## The task:
Can you reproduce the material below with "refrigerator" substituted for "dishwasher" and everything else left unchanged? Leave the pictures out.

## Point annotation records:
— start —

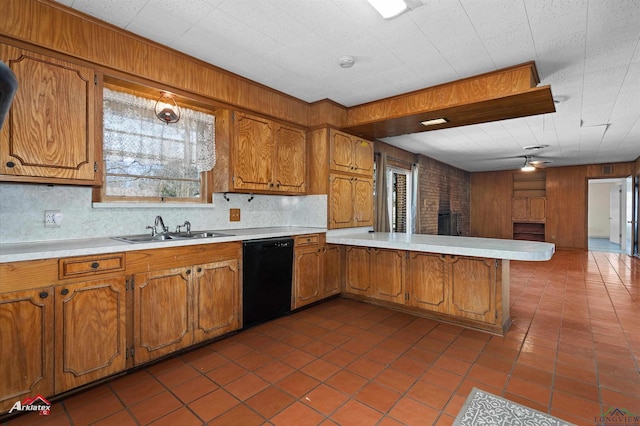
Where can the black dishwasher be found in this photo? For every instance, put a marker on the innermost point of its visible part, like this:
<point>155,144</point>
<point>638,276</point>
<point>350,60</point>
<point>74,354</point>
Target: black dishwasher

— end —

## Written response:
Where can the black refrigerator be found in this photo? For every instance, put a marker on the innermost point of its visible part, like this:
<point>155,144</point>
<point>638,276</point>
<point>350,60</point>
<point>74,354</point>
Target: black refrigerator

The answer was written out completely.